**To do:** Reproduce the lines below word for word, starting with the line that contains "of the gray" and going on through the last line.

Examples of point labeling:
(begin)
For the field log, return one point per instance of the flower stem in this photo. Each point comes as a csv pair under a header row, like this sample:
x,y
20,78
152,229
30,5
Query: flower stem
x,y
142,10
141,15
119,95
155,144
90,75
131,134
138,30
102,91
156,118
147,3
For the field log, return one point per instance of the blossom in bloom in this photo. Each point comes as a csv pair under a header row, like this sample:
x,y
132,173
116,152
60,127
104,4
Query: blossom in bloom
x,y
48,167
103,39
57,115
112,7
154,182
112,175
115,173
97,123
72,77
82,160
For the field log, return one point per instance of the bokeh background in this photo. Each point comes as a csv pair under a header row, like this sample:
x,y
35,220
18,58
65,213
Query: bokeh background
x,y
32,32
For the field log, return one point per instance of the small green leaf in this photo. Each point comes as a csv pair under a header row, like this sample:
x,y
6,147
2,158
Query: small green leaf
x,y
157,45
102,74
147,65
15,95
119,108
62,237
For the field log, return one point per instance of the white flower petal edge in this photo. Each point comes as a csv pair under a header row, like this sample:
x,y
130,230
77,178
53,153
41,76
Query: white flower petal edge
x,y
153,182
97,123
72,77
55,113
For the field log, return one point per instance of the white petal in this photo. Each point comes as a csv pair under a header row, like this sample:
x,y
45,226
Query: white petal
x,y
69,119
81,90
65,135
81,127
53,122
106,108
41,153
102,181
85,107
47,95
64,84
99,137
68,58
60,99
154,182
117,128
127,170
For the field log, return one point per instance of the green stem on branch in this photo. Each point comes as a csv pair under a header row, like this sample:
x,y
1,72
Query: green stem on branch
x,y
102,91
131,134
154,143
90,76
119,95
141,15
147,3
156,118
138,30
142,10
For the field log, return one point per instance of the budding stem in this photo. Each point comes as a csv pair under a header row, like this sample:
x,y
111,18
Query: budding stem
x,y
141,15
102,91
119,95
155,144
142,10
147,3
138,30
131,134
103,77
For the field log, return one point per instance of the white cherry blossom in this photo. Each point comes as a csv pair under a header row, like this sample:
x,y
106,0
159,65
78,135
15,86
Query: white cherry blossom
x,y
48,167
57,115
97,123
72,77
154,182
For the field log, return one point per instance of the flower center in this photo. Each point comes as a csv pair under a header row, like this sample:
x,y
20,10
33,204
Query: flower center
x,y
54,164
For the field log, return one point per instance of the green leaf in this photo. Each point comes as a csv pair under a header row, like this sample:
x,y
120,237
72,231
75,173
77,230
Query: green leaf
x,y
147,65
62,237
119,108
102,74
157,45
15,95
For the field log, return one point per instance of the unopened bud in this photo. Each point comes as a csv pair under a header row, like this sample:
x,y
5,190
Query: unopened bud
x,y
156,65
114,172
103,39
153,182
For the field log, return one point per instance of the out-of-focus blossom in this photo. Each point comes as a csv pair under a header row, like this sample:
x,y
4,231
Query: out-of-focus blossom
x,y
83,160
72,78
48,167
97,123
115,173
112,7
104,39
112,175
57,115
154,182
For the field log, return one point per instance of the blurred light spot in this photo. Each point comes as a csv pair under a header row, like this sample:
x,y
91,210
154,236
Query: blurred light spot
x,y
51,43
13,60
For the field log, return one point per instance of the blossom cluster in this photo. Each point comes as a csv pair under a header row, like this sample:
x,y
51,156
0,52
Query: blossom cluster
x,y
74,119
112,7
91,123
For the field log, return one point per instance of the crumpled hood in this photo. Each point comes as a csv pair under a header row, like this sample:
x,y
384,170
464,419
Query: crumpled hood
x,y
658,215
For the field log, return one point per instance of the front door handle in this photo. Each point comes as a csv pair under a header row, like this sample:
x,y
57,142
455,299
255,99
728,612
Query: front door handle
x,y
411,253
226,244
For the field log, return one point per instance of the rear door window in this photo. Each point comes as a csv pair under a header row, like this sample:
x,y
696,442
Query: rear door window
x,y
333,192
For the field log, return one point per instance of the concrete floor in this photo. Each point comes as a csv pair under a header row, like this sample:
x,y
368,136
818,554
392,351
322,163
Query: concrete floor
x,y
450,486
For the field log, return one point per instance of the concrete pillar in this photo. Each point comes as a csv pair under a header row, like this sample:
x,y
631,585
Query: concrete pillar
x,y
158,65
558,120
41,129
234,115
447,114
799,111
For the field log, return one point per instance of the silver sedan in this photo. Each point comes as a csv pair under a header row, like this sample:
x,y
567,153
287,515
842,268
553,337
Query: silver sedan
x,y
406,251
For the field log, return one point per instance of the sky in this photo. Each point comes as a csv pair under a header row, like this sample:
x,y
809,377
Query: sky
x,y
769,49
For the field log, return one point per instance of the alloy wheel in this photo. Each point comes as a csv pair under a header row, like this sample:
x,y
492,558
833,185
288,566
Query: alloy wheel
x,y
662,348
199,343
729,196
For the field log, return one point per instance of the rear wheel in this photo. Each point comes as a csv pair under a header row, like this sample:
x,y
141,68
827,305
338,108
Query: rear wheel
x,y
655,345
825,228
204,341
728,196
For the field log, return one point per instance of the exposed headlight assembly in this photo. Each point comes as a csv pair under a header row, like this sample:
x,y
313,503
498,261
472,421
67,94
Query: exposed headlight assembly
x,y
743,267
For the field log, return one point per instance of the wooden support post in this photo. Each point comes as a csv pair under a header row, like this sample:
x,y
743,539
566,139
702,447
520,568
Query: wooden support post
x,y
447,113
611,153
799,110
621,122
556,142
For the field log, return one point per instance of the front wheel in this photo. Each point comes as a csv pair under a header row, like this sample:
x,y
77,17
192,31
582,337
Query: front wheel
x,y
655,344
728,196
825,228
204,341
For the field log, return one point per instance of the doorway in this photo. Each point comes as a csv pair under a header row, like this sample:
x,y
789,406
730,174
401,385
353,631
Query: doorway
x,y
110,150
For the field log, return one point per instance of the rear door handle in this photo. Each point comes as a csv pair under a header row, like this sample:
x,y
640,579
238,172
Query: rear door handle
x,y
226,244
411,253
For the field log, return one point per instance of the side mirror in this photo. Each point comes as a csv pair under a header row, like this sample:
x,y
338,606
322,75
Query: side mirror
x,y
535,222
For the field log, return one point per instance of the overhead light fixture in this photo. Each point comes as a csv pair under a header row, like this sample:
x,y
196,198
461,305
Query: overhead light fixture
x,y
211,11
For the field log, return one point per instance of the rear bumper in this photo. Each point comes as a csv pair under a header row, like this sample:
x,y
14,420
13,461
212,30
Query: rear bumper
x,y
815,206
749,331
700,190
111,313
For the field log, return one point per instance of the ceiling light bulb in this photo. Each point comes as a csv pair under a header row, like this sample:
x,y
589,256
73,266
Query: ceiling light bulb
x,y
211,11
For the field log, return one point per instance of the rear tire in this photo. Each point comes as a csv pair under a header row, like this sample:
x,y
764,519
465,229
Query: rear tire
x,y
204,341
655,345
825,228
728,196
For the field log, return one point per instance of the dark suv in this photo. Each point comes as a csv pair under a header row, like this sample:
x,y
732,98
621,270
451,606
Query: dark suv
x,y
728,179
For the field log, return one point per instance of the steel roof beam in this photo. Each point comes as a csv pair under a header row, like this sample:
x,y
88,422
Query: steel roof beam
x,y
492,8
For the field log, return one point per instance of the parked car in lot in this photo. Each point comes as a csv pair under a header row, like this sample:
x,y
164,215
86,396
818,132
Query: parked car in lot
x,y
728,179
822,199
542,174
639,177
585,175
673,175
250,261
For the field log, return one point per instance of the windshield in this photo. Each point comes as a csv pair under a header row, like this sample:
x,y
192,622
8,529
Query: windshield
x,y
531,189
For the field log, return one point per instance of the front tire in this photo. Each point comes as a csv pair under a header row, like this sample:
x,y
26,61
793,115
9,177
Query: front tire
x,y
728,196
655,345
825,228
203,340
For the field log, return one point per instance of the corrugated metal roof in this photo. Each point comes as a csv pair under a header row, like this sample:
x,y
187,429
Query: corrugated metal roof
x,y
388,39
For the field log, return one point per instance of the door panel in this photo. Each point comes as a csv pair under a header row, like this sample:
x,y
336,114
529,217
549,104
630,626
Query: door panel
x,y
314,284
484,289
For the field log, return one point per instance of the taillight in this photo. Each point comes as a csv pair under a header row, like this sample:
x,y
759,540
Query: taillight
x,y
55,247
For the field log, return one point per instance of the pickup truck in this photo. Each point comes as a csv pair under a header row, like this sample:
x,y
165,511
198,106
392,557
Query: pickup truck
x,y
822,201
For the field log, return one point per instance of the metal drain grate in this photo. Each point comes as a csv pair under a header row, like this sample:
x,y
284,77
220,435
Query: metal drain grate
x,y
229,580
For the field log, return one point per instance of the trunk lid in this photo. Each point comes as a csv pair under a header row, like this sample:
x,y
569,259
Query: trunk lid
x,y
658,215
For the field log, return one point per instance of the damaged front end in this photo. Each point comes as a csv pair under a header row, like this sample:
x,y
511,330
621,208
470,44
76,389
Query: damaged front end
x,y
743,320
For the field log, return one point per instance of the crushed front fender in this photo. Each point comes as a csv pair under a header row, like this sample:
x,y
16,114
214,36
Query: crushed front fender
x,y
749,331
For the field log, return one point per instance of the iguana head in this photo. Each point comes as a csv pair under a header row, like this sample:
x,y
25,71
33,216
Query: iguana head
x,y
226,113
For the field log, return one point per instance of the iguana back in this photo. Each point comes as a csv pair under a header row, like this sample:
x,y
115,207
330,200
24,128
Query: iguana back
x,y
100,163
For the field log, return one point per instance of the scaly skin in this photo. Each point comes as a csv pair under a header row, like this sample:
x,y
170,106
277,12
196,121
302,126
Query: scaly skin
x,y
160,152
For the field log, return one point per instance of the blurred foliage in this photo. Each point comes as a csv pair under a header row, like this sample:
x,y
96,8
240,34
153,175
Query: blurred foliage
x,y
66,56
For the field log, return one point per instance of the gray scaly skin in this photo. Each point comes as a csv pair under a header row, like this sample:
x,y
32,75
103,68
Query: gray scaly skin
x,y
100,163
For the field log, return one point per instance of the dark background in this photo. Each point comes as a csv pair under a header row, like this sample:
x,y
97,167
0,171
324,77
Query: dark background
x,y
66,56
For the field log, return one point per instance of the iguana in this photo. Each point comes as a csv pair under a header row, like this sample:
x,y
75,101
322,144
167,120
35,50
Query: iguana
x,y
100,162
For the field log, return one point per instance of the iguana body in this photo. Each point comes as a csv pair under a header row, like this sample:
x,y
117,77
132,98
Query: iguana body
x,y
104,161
(end)
**Output for this task:**
For the field log, return one point per instance of the gray scaly skin in this photo. Each point comes as a csv pair under a header row, like this sample:
x,y
32,75
103,68
Query: gray scaly skin
x,y
100,163
For the field log, return one point per instance of the dark background in this photo. Each point comes as a csv pair under a header row, like this sample:
x,y
97,167
0,171
324,77
Query: dark background
x,y
66,56
For the field log, return one point per instance of the iguana in this photo. Each point comes as a csv pair under a header row, like this sample:
x,y
75,101
322,144
167,120
35,50
Query: iguana
x,y
100,162
For the field log, return one point per instance of the iguana body in this photo. Each point comes as a csv pair under a header row, like this sample:
x,y
117,77
132,98
Query: iguana body
x,y
104,161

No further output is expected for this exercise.